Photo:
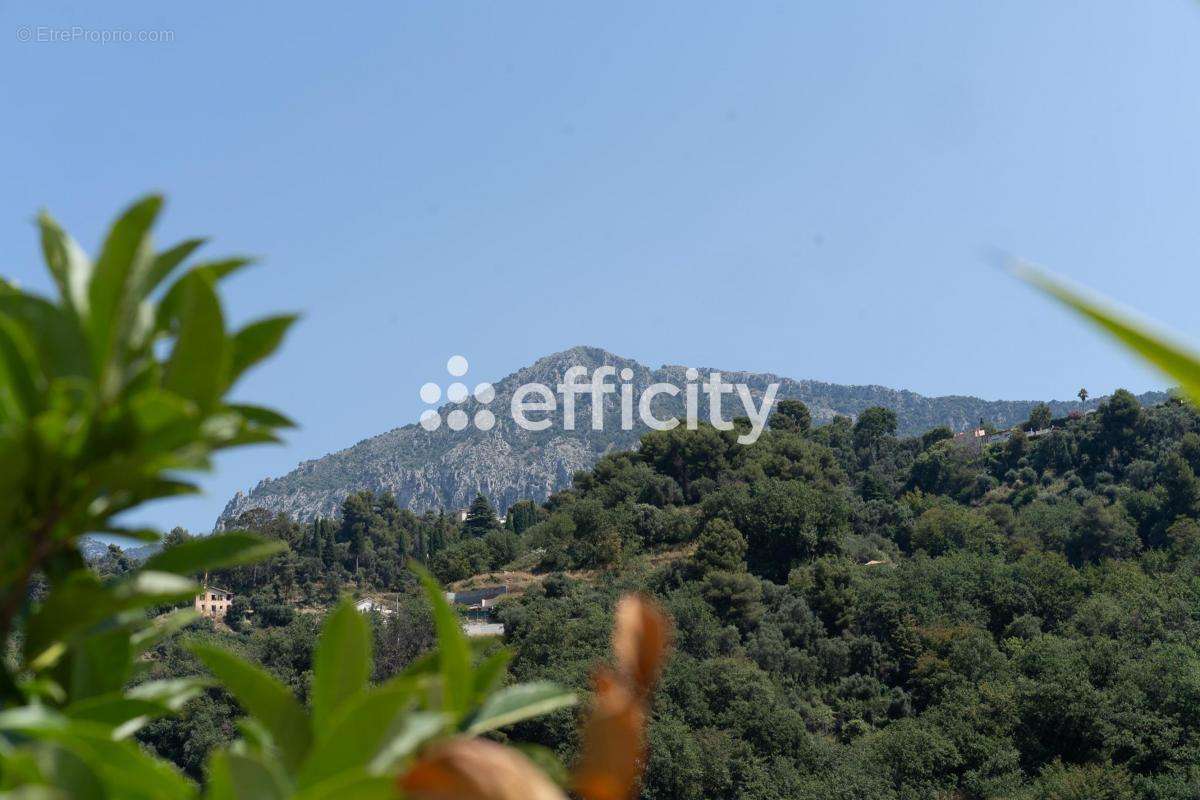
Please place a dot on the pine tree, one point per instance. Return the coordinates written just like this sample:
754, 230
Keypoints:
480, 517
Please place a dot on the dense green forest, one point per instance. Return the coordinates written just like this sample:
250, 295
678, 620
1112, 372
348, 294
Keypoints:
858, 614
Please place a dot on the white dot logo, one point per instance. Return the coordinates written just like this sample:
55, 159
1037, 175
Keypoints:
457, 394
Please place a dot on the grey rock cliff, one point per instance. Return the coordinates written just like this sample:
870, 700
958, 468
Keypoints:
447, 469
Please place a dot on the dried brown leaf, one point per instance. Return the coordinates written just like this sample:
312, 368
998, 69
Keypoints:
613, 741
477, 769
641, 638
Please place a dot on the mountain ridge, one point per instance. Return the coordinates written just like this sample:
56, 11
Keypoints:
443, 469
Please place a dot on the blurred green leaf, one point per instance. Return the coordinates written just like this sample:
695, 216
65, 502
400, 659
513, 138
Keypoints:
354, 735
123, 767
1174, 359
259, 415
358, 785
100, 663
264, 698
214, 552
517, 703
113, 290
115, 711
58, 341
257, 341
67, 263
342, 661
415, 729
239, 776
199, 361
166, 263
18, 378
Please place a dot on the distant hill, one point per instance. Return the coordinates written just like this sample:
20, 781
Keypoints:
447, 469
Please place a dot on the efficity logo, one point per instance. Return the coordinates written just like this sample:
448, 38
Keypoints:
535, 405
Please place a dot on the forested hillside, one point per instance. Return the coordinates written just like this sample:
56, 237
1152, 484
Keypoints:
858, 615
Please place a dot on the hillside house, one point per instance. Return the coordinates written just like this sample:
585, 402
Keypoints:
213, 602
370, 605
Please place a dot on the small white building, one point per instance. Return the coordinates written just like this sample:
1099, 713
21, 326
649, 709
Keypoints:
213, 602
369, 605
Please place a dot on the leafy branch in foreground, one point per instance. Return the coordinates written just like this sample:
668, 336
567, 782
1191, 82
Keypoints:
1170, 358
108, 394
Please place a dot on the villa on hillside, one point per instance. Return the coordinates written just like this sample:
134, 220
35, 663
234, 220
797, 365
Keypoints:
213, 602
479, 606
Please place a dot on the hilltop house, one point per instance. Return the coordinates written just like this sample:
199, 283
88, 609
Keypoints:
213, 602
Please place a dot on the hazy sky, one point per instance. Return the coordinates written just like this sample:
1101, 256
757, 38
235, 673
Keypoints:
793, 187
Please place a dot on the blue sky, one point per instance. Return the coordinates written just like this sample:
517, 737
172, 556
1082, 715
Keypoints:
802, 188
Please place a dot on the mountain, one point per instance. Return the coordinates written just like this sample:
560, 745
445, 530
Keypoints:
447, 469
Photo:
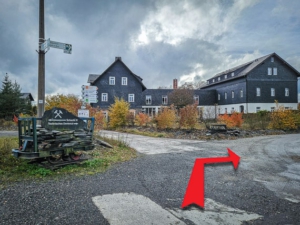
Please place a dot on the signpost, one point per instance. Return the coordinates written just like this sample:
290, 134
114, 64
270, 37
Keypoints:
89, 94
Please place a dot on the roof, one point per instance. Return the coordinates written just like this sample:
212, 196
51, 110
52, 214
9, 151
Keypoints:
244, 69
94, 77
27, 95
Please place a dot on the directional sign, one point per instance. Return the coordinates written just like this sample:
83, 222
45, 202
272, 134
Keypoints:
54, 44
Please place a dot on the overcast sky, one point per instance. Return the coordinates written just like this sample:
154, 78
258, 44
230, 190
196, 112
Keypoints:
158, 40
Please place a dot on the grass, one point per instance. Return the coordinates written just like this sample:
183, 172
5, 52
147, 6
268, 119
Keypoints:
14, 169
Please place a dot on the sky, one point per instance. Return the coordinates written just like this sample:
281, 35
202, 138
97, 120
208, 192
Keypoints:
159, 40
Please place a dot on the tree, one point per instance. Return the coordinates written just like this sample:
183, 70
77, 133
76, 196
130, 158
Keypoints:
181, 97
10, 101
118, 113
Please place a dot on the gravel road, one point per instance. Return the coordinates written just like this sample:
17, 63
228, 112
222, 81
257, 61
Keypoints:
265, 189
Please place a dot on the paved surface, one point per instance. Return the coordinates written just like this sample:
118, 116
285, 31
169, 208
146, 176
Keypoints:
265, 189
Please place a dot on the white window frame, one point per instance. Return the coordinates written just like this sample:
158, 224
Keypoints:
258, 92
148, 99
130, 97
269, 71
112, 80
272, 92
104, 97
124, 80
287, 92
165, 99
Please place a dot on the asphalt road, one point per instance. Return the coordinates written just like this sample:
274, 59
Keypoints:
265, 189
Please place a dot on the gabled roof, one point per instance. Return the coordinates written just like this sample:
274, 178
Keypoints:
27, 95
244, 69
94, 77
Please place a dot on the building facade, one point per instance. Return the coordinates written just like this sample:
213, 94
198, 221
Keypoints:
247, 88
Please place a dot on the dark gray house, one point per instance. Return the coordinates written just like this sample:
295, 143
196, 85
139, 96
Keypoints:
119, 81
256, 85
247, 88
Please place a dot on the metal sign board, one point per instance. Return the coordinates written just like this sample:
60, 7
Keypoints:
83, 113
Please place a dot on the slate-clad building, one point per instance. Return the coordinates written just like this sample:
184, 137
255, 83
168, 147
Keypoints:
256, 85
246, 88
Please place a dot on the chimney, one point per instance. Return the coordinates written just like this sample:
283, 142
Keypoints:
175, 83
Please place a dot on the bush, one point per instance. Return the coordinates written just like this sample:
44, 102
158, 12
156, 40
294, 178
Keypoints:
118, 113
167, 118
233, 120
142, 119
188, 116
283, 119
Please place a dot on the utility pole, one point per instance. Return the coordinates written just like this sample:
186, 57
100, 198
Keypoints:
41, 63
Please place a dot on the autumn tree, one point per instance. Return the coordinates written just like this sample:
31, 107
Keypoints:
188, 116
166, 118
118, 113
181, 97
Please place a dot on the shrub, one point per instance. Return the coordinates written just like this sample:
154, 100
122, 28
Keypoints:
118, 113
188, 116
282, 118
142, 119
167, 118
233, 120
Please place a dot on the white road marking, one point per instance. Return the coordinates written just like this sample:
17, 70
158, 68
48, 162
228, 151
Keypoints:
133, 209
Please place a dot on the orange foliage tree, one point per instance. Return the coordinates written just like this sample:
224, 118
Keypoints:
142, 119
233, 120
167, 117
188, 116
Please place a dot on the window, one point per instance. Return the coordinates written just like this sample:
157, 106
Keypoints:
130, 97
148, 100
104, 97
269, 71
272, 91
164, 99
124, 80
111, 80
257, 91
196, 99
287, 92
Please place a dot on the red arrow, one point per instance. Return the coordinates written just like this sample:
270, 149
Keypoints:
195, 190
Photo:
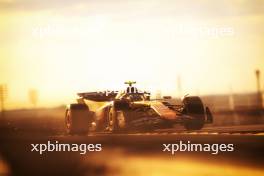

- **What you have to do**
Exactly as written, reproduce the lines from the one containing "Please place a dot on the white road" through the last line of the entries above, and leave every picture out.

- **Result**
Please place a dot on the white road marking, one point per instance. Return the coordinates written just like this sample:
17, 70
158, 68
48, 162
228, 151
Keypoints:
133, 209
Please place a dot on the orange foliage tree, one point per instance. Return the coordinates written just like this sample:
224, 118
Keypoints:
142, 119
233, 120
167, 117
188, 116
Please place a dot on the window, one point per instance. Return the coordinates written just like this sample:
157, 106
Keypoints:
130, 97
148, 100
104, 97
269, 71
272, 91
164, 99
124, 80
111, 80
257, 91
196, 99
287, 92
Please place a dot on the red arrow, one point per instance. Return the coordinates written just like this sample:
270, 149
Keypoints:
195, 190
Photo:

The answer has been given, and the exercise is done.